:: Exercise set ::
1. Repeat the parole hearing post word for word from "Parole Hearing for" up to and including "Honor, it’s relevant.)".
2. In the parole hearing post, who assigned the two Northwestern University law students to assist Henry?

[[ Excerpted text, beginning ]]

Parole Hearing for Henry Hillenbrand

Tom Henry: Confession of a Killer

Tom Henry’s parole hearing was scheduled for last Thursday, March 21. Before I tell you what I know about how it went, let me start with a dark joke. (Yes, your Honor, it’s relevant.)

Question: What do you call the guy who graduates from medical school with the lowest grades in his class?

Answer: Doctor

That said, let me tell you a little about the two Northwestern University law students working on Henry’s Parole Hearing. Both were assigned to assist Henry with his parole hearing by the legal director of the Chicago Uptown People’s Law Center, Alan Mills, a Northwestern adjunct Professor. Alan Mills is a prince among men, standing up for the poor and disenfranchised, doing pro bono work for justice for those unjustly treated by the Illinois Department of Corrections, slumlords, and other tyrants. For more information or to donate to this worthy cause go to http://uplcchicago.org.

Back to the law students assigned to help Henry. By assigning two, Alan Mills assured the safety of redundancy, which was good because on the date of Henry’s parole hearing, one was on a school-related trip to South America, so her partner was slated to attend Henry’s hearing to speak for him.

[[ Excerpted text, end ]]
[[ Study material, beginning ]]

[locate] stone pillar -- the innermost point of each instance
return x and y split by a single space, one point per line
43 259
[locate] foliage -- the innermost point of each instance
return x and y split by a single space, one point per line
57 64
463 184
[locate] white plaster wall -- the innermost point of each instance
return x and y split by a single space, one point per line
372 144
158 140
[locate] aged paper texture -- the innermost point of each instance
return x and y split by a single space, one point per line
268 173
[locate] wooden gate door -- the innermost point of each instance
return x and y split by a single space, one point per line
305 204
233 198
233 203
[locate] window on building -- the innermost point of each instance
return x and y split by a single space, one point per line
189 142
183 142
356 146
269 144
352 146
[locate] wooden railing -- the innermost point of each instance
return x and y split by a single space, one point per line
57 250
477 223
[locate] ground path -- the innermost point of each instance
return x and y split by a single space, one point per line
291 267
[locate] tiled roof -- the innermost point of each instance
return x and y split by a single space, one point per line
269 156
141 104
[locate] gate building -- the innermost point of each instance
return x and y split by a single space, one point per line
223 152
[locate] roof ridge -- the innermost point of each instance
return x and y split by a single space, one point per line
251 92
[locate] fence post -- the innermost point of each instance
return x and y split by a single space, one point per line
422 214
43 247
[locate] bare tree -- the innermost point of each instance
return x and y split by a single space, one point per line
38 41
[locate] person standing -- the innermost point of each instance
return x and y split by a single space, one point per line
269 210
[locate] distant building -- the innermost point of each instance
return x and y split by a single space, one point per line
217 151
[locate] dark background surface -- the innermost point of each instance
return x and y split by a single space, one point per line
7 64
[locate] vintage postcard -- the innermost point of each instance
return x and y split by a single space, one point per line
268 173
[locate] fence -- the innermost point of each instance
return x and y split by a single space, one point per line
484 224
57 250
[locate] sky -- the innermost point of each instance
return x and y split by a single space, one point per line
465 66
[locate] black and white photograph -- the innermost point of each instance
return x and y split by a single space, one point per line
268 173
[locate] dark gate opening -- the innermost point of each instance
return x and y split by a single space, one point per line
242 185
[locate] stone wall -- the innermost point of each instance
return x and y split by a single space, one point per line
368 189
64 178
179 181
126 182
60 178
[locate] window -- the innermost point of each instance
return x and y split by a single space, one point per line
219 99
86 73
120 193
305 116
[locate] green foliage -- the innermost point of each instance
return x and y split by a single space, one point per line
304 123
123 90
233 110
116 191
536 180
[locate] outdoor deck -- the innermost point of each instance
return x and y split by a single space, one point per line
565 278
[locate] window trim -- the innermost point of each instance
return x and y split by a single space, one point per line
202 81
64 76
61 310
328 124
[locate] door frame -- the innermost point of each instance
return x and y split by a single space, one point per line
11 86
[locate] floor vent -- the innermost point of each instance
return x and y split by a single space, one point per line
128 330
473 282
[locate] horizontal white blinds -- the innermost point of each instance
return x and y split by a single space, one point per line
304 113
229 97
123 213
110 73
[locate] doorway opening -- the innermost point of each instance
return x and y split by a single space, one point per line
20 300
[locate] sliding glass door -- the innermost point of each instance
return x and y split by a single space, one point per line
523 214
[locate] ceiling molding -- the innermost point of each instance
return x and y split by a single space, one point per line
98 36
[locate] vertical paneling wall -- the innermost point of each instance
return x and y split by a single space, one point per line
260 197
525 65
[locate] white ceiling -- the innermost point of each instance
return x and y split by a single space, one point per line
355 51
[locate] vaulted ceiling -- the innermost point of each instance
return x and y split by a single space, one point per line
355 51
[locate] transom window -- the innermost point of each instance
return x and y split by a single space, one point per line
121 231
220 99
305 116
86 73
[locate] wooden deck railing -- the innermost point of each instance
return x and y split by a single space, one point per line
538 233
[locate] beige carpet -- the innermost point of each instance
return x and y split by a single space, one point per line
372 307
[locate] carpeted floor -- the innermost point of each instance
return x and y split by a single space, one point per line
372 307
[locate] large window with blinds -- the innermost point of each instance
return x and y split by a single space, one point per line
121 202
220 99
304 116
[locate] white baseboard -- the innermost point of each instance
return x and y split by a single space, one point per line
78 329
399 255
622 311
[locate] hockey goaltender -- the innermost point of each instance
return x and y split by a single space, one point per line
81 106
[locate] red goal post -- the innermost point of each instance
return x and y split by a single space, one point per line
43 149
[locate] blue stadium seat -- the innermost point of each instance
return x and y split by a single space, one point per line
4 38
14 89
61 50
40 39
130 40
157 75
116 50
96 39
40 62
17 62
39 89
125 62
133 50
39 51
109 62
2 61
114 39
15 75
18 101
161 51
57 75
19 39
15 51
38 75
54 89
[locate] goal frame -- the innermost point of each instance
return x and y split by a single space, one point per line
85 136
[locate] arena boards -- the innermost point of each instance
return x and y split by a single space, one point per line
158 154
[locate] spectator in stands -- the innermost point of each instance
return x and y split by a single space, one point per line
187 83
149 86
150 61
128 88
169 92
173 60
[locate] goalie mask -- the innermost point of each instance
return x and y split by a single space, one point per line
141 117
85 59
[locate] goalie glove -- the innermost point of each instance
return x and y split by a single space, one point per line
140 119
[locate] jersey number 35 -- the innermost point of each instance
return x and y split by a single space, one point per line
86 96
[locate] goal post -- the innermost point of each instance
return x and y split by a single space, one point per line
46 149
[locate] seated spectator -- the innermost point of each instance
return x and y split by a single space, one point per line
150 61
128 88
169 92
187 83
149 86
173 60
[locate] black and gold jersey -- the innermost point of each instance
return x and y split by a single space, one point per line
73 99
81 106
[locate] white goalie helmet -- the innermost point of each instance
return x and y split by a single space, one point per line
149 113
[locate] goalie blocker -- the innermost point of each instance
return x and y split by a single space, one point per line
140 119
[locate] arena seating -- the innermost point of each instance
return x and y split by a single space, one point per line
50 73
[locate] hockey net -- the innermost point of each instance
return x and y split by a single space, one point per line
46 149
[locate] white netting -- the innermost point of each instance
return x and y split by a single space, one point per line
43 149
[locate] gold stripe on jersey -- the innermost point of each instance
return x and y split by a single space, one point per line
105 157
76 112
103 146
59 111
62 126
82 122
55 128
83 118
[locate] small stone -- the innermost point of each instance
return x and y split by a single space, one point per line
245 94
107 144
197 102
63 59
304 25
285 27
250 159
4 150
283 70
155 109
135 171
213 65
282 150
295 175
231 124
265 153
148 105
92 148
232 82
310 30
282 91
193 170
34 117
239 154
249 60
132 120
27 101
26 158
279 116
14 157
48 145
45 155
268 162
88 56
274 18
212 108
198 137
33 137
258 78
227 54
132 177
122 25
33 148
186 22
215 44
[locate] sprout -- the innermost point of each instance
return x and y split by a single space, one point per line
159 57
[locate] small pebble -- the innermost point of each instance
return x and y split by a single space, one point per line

[[ Study material, end ]]

:: Answers for each item ::
1.
Parole Hearing for Henry Hillenbrand

Tom Henry: Confession of a Killer

Tom Henry’s parole hearing was scheduled for last Thursday, March 21. Before I tell you what I know about how it went, let me start with a dark joke. (Yes, your Honor, it’s relevant.)

2. Alan Mills, the legal director of the Chicago Uptown People's Law Center.